Task brief:
Arrange the records as a two-column CSV with the headers input and output. Give one row per request, with its text under input and its answer under output, each in a single quoted field with line breaks turned into spaces, beginning at the start of the records and stopping after the line that contains "[193,134,207,143]".

-- Provided data start --

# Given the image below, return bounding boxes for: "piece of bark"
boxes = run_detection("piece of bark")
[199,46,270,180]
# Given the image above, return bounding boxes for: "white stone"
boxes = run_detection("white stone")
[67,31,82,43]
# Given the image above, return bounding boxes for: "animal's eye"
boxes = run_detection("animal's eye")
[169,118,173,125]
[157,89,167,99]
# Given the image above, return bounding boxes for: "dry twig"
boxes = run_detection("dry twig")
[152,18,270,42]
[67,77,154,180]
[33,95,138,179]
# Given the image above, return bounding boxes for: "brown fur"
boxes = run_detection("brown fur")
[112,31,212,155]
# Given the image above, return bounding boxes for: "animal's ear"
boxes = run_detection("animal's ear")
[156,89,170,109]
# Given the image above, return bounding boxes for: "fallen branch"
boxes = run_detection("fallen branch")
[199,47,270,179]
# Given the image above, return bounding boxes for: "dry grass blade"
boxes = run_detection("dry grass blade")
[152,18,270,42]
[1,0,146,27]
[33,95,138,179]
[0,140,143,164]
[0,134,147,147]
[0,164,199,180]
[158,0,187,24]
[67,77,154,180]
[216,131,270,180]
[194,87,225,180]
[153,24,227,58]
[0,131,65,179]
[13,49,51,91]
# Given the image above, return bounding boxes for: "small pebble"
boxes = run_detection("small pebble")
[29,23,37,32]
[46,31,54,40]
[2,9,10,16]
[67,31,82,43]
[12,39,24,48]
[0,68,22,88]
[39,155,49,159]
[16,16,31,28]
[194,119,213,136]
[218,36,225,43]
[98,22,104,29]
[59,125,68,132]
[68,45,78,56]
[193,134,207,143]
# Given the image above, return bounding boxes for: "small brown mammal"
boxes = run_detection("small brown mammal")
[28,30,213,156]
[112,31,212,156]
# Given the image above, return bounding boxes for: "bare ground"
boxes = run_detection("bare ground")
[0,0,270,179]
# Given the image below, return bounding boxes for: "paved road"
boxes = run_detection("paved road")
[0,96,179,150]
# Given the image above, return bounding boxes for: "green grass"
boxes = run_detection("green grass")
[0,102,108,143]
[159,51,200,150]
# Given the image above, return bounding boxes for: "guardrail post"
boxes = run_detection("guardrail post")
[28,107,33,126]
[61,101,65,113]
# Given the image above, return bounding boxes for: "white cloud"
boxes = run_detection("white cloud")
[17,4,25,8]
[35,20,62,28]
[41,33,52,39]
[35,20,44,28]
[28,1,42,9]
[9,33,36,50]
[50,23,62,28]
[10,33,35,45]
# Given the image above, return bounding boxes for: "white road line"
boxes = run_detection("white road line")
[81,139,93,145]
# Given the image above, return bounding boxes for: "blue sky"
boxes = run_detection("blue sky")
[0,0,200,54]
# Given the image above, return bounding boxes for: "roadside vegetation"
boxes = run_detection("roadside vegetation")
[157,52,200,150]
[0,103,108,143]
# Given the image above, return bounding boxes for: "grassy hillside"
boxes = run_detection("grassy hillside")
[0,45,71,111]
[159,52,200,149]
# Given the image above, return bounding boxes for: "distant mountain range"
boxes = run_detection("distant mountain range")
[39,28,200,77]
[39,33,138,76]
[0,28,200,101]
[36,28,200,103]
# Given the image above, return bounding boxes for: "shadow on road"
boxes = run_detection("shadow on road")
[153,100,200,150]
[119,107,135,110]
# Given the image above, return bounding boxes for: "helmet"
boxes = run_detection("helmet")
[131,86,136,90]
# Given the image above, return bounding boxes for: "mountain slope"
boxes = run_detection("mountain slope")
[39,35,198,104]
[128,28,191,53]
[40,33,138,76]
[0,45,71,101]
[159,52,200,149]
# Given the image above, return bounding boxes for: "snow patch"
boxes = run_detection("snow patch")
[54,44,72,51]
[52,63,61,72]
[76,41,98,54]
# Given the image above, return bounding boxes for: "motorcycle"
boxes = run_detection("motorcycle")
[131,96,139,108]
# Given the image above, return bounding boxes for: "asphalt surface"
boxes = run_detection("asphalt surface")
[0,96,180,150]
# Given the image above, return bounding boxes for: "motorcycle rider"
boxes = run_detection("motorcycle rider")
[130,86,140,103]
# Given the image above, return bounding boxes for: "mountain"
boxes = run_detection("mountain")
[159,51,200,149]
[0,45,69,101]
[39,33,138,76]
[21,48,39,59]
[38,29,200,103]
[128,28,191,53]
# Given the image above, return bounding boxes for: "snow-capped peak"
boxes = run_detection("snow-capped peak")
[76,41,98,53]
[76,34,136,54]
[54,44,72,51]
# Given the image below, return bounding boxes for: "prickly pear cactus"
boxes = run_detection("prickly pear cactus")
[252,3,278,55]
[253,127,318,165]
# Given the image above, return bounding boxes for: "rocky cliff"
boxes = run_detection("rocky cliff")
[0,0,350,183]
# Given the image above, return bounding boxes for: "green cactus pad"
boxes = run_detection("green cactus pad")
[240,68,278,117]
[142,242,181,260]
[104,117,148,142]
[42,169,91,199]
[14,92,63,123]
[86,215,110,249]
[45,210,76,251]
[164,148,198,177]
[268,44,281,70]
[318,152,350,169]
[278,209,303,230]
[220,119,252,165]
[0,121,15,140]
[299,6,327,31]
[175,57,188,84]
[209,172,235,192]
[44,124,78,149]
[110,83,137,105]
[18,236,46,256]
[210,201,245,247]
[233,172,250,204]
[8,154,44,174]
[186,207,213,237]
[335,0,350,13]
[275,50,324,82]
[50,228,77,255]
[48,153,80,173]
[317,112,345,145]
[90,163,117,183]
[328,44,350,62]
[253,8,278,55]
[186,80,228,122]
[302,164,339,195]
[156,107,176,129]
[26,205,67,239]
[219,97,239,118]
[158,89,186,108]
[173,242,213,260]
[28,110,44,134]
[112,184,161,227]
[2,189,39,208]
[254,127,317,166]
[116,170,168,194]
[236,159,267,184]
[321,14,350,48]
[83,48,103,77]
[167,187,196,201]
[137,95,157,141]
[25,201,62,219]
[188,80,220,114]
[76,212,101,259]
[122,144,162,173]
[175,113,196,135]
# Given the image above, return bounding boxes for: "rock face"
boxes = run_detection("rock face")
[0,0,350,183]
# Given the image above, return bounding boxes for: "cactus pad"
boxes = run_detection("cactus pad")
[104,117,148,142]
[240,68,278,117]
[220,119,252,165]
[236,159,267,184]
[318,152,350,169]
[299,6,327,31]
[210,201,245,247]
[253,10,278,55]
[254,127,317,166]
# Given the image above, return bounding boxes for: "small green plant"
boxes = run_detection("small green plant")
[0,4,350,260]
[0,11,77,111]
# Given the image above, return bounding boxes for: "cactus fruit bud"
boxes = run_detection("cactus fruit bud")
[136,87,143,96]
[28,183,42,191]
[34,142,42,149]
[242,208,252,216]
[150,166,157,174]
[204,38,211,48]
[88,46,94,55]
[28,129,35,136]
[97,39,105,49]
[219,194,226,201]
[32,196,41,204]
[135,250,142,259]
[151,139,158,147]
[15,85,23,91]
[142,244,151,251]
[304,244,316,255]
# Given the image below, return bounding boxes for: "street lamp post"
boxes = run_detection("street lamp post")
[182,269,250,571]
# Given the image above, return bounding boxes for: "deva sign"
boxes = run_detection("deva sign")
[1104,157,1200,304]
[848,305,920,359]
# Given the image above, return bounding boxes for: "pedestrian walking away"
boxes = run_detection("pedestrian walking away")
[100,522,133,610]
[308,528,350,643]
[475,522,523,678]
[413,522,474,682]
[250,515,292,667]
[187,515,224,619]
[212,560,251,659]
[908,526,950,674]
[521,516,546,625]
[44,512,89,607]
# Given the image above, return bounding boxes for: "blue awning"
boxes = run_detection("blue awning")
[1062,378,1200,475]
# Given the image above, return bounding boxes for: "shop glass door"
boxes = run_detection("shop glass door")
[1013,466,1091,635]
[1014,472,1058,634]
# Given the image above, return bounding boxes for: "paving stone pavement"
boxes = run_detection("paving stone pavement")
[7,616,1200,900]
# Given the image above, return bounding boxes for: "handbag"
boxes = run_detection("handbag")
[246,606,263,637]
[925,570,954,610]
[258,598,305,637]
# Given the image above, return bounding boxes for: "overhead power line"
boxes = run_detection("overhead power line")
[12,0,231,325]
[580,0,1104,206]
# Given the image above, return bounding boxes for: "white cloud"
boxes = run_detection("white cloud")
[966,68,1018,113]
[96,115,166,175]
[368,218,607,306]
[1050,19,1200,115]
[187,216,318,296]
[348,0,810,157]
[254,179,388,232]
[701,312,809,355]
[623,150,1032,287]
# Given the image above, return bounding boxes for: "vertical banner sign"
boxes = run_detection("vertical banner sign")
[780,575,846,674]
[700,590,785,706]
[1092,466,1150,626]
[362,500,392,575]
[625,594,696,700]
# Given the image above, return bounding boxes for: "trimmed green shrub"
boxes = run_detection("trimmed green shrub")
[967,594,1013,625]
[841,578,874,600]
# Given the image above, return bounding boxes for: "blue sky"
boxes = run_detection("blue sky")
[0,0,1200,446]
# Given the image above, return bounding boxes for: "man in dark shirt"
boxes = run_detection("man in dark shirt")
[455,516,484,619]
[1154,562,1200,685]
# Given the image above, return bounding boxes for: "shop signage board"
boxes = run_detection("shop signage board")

-- Provided data end --

Solution:
input,output
"# Given the image below, return bounding boxes for: ""piece of bark"" boxes = run_detection(""piece of bark"")","[199,46,270,180]"
"# Given the image above, return bounding boxes for: ""white stone"" boxes = run_detection(""white stone"")","[67,31,82,43]"
"# Given the image above, return bounding boxes for: ""animal's eye"" boxes = run_detection(""animal's eye"")","[169,118,173,125] [157,89,167,99]"
"# Given the image above, return bounding boxes for: ""dry twig"" boxes = run_detection(""dry twig"")","[152,18,270,42] [67,77,154,180] [33,95,138,179]"
"# Given the image above, return bounding boxes for: ""brown fur"" boxes = run_detection(""brown fur"")","[112,31,212,155]"
"# Given the image above, return bounding boxes for: ""animal's ear"" boxes = run_detection(""animal's ear"")","[156,89,170,109]"
"# Given the image above, return bounding boxes for: ""fallen branch"" boxes = run_detection(""fallen branch"")","[199,47,270,179]"
"# Given the image above, return bounding boxes for: ""dry grass blade"" boxes = run_detection(""dry grass blade"")","[152,18,270,42] [1,0,146,27] [33,95,138,179] [0,140,143,164] [0,134,147,147] [0,164,199,180] [158,0,187,24] [67,77,154,180] [216,131,270,180] [194,87,225,180] [153,24,227,58] [0,131,65,179] [13,49,51,91]"
"# Given the image above, return bounding boxes for: ""small pebble"" boxes = run_detection(""small pebble"")","[29,23,37,32] [46,31,54,40] [2,9,10,16] [67,31,82,43] [12,39,24,48] [0,68,22,88] [39,155,49,159] [16,16,31,28] [194,119,213,136] [218,36,225,43] [98,22,104,29] [59,125,68,132] [68,45,78,56] [193,134,207,143]"